- [TEXTE D'ÉTUDE]:
================
Sous laquelle de ses formes la tuberculeuse est-elle la plus difficile à vaincre ?

Au niveau de la tuberculose pédiatrique, la forme pulmonaire n’est pas la plus difficile à vaincre. En revanche, les enfants sont plus susceptibles de développer des formes extra-pulmonaires, des méningites tuberculeuses, ou une tuberculeuse disséminée dans le corps. Mais ces tuberculoses restent sensibles aux traitements existant. Alors il est vrai qu'il y a eu au court des années, le développement de résistances aux traitements actuellement sur le marché qui ont donné naissance à des souches multi-résistantes. Et c’est très ennuyeux, notamment dans le cas de la tuberculose pulmonaire, ou on risque d’avoir un patient qui en lui porte des bacilles de Koch résistants aux traitements actuels, et qui les transmettra aux personnes autour d’elles, et dans ce cas là on part sur une autre catégorie de traitement avec beaucoup d’effets secondaires, avec des durées de traitements très longues et la tuberculose multi-résistante c’est quelque chose de très difficile à traiter aujourd’hui.
================
- [DONNÉES FOURNIES]:
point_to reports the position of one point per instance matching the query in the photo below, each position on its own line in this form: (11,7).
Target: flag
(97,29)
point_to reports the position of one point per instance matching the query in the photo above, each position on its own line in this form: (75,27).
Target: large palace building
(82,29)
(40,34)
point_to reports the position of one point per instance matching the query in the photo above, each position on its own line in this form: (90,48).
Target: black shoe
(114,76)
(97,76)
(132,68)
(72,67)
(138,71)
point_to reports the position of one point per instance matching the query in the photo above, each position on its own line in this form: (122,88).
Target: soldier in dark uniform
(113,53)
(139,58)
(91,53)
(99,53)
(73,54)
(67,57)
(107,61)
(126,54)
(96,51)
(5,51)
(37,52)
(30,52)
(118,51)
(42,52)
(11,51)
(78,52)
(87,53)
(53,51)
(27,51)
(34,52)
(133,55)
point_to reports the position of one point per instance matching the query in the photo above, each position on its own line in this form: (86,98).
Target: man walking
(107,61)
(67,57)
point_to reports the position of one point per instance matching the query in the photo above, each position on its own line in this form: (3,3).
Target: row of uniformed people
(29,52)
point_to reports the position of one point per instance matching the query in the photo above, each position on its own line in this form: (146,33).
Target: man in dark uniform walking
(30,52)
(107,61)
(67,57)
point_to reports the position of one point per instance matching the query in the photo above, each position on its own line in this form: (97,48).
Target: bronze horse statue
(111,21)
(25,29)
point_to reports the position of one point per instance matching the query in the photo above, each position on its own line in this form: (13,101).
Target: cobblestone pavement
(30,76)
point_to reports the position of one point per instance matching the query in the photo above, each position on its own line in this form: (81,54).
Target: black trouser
================
- [TRAVAIL DEMANDÉ]:
Rédigez la suite du texte sur la tuberculose en reprenant juste après sa dernière phrase. Les items constituent un matériau distinct du texte sur la tuberculose.

- [RÉPONSE ATTENDUE]:
Les publicités que l'on entend à la radio, ou qu'on en à la télé sur les antibiothérapies,  insistent  d'ailleurs sur le fait qu’il faille prendre son traitement tous les jours prescrits par le médecin. Dans le cas contraire, on risque de ne pas tuer tous les agents pathogènes, et avec des traitements incomplets, des doses incomplètes, des médicaments de mauvaise qualité, par un phénomène darwinien, une partie de ces bacilles vont finir par développer une résistance aux doses antibiotiques trop faibles auxquelles ils ont été exposés et vont se transmettre à des souches et on va avoir au fur à mesure des bacilles qui ne se font plus tuer.

La tuberculose pédiatrique fait des ravages en Inde, en Afrique du Sud et au Nigéria entre autres, mais qu'en est-il pour les pays occidentaux ?

En fait, du fait de son caractère infectieux et de sa transmission par voie aérienne avec les migrations économiques et les voyages que font les gens sur la planète, des migrants ayant été infectés dans leur pays arrivent avec la maladie, et c’est un des enjeux de santé publique de les détecter et de les prendre en charge puisqu’ils en ont le droit.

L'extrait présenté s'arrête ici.